== RECORDS TO USE

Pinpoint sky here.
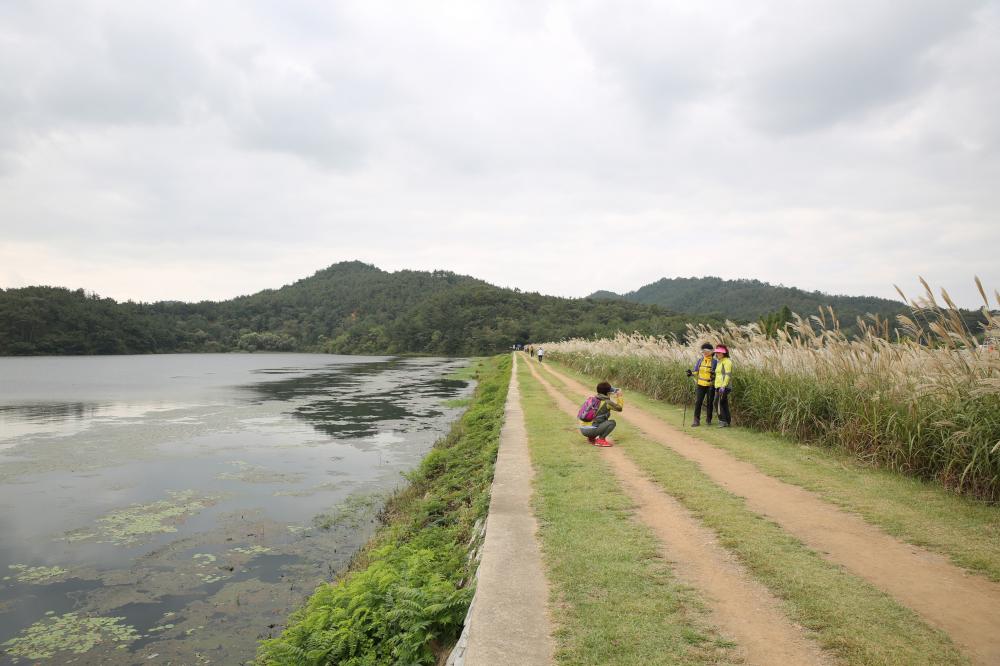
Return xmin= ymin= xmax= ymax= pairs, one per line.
xmin=0 ymin=0 xmax=1000 ymax=306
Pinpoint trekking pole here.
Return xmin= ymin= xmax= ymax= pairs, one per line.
xmin=681 ymin=376 xmax=691 ymax=428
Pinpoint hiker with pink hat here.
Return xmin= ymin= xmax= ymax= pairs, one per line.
xmin=714 ymin=345 xmax=733 ymax=428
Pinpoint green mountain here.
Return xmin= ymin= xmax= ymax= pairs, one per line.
xmin=0 ymin=262 xmax=712 ymax=355
xmin=590 ymin=277 xmax=909 ymax=329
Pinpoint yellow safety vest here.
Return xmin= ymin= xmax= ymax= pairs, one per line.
xmin=695 ymin=356 xmax=715 ymax=386
xmin=715 ymin=356 xmax=733 ymax=388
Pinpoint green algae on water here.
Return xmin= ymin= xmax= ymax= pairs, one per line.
xmin=229 ymin=546 xmax=271 ymax=555
xmin=64 ymin=490 xmax=220 ymax=546
xmin=3 ymin=613 xmax=139 ymax=663
xmin=4 ymin=564 xmax=69 ymax=585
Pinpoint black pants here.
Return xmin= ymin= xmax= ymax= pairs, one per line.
xmin=580 ymin=419 xmax=618 ymax=439
xmin=718 ymin=391 xmax=730 ymax=423
xmin=694 ymin=386 xmax=715 ymax=423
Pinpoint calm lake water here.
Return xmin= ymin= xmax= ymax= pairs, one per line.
xmin=0 ymin=354 xmax=471 ymax=664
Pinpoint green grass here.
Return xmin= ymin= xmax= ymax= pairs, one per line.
xmin=257 ymin=355 xmax=511 ymax=666
xmin=549 ymin=364 xmax=1000 ymax=581
xmin=528 ymin=360 xmax=966 ymax=664
xmin=519 ymin=363 xmax=733 ymax=666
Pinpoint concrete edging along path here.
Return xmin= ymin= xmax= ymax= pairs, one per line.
xmin=546 ymin=366 xmax=1000 ymax=664
xmin=464 ymin=354 xmax=554 ymax=666
xmin=528 ymin=364 xmax=832 ymax=666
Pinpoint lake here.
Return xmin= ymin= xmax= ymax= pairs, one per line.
xmin=0 ymin=354 xmax=472 ymax=664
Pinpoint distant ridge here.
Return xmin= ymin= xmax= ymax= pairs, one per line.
xmin=0 ymin=261 xmax=713 ymax=356
xmin=590 ymin=277 xmax=909 ymax=329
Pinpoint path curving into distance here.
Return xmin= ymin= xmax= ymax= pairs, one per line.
xmin=464 ymin=354 xmax=554 ymax=666
xmin=545 ymin=366 xmax=1000 ymax=665
xmin=528 ymin=363 xmax=832 ymax=666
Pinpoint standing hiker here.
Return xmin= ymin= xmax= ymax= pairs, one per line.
xmin=687 ymin=342 xmax=716 ymax=428
xmin=577 ymin=382 xmax=624 ymax=446
xmin=715 ymin=345 xmax=733 ymax=428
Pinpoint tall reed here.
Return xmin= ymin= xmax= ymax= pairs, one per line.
xmin=545 ymin=278 xmax=1000 ymax=501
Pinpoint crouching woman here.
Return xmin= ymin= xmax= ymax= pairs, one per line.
xmin=580 ymin=382 xmax=623 ymax=446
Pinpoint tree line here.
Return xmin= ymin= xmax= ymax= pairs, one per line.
xmin=0 ymin=262 xmax=716 ymax=356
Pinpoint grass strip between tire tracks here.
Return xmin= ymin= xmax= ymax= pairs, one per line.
xmin=518 ymin=364 xmax=733 ymax=666
xmin=532 ymin=358 xmax=967 ymax=665
xmin=550 ymin=364 xmax=1000 ymax=582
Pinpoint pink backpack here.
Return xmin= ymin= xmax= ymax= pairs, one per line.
xmin=576 ymin=395 xmax=601 ymax=423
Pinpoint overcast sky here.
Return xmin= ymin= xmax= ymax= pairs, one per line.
xmin=0 ymin=0 xmax=1000 ymax=306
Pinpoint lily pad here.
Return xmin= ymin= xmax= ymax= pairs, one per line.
xmin=7 ymin=564 xmax=69 ymax=584
xmin=63 ymin=490 xmax=219 ymax=546
xmin=3 ymin=613 xmax=139 ymax=662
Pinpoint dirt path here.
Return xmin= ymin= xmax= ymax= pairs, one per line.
xmin=528 ymin=363 xmax=832 ymax=666
xmin=546 ymin=367 xmax=1000 ymax=664
xmin=464 ymin=355 xmax=553 ymax=666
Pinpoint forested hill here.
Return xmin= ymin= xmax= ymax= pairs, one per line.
xmin=0 ymin=262 xmax=710 ymax=355
xmin=590 ymin=277 xmax=909 ymax=328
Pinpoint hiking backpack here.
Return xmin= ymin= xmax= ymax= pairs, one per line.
xmin=576 ymin=395 xmax=601 ymax=423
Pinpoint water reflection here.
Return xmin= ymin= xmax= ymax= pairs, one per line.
xmin=0 ymin=402 xmax=102 ymax=423
xmin=0 ymin=355 xmax=471 ymax=664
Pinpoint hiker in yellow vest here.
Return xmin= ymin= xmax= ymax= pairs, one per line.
xmin=687 ymin=342 xmax=715 ymax=428
xmin=715 ymin=345 xmax=733 ymax=428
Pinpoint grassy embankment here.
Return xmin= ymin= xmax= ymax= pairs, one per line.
xmin=545 ymin=280 xmax=1000 ymax=501
xmin=556 ymin=364 xmax=1000 ymax=581
xmin=529 ymin=364 xmax=965 ymax=664
xmin=257 ymin=356 xmax=511 ymax=666
xmin=518 ymin=362 xmax=732 ymax=666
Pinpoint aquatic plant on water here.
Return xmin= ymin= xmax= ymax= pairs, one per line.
xmin=3 ymin=613 xmax=139 ymax=663
xmin=64 ymin=490 xmax=219 ymax=546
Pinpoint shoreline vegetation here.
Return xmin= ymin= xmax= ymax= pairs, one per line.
xmin=545 ymin=281 xmax=1000 ymax=502
xmin=257 ymin=354 xmax=512 ymax=666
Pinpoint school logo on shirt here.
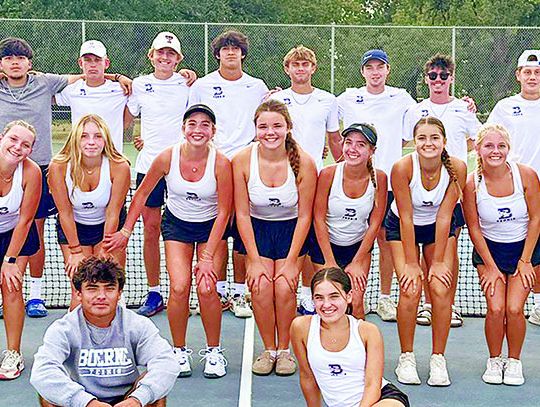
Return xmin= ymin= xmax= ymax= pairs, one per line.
xmin=78 ymin=348 xmax=135 ymax=377
xmin=341 ymin=208 xmax=358 ymax=220
xmin=212 ymin=86 xmax=225 ymax=99
xmin=268 ymin=198 xmax=281 ymax=208
xmin=497 ymin=208 xmax=516 ymax=223
xmin=186 ymin=192 xmax=201 ymax=201
xmin=328 ymin=364 xmax=347 ymax=376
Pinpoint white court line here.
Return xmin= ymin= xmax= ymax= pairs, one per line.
xmin=238 ymin=316 xmax=255 ymax=407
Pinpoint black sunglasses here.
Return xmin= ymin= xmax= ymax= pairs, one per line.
xmin=426 ymin=72 xmax=452 ymax=81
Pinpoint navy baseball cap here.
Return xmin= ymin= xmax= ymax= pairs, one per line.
xmin=341 ymin=123 xmax=377 ymax=146
xmin=183 ymin=103 xmax=216 ymax=124
xmin=362 ymin=49 xmax=388 ymax=66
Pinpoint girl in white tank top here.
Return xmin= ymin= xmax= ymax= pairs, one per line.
xmin=463 ymin=124 xmax=540 ymax=385
xmin=310 ymin=124 xmax=388 ymax=318
xmin=107 ymin=105 xmax=233 ymax=378
xmin=291 ymin=267 xmax=409 ymax=407
xmin=385 ymin=116 xmax=467 ymax=386
xmin=47 ymin=114 xmax=130 ymax=309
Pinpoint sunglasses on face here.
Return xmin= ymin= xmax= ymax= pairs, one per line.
xmin=426 ymin=72 xmax=451 ymax=81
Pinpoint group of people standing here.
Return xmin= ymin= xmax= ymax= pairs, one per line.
xmin=0 ymin=26 xmax=540 ymax=406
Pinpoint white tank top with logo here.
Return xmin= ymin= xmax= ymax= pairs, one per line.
xmin=326 ymin=162 xmax=375 ymax=246
xmin=476 ymin=162 xmax=529 ymax=243
xmin=65 ymin=156 xmax=112 ymax=225
xmin=0 ymin=162 xmax=24 ymax=233
xmin=165 ymin=143 xmax=218 ymax=222
xmin=390 ymin=152 xmax=450 ymax=226
xmin=247 ymin=143 xmax=298 ymax=220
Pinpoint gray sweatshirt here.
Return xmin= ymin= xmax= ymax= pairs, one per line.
xmin=30 ymin=306 xmax=180 ymax=407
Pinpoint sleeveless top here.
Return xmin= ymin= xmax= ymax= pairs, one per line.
xmin=326 ymin=162 xmax=375 ymax=246
xmin=476 ymin=162 xmax=529 ymax=243
xmin=0 ymin=162 xmax=24 ymax=233
xmin=165 ymin=143 xmax=218 ymax=222
xmin=390 ymin=152 xmax=450 ymax=226
xmin=65 ymin=156 xmax=112 ymax=225
xmin=247 ymin=143 xmax=298 ymax=220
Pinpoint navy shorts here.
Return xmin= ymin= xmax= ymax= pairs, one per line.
xmin=135 ymin=172 xmax=167 ymax=208
xmin=238 ymin=217 xmax=308 ymax=260
xmin=56 ymin=207 xmax=127 ymax=246
xmin=472 ymin=239 xmax=540 ymax=274
xmin=161 ymin=207 xmax=229 ymax=243
xmin=34 ymin=165 xmax=58 ymax=219
xmin=0 ymin=222 xmax=39 ymax=259
xmin=308 ymin=226 xmax=368 ymax=268
xmin=384 ymin=211 xmax=456 ymax=245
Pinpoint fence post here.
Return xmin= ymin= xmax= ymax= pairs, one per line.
xmin=330 ymin=22 xmax=336 ymax=94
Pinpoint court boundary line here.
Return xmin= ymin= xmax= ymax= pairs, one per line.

====

PROBLEM TO WORK ON ▸ Collect and copy out every line of the material above that contains the string "with". Case counts.

TASK RESULT ▸
Pinpoint hiker with pink hat here.
Pinpoint white tank top with logo here.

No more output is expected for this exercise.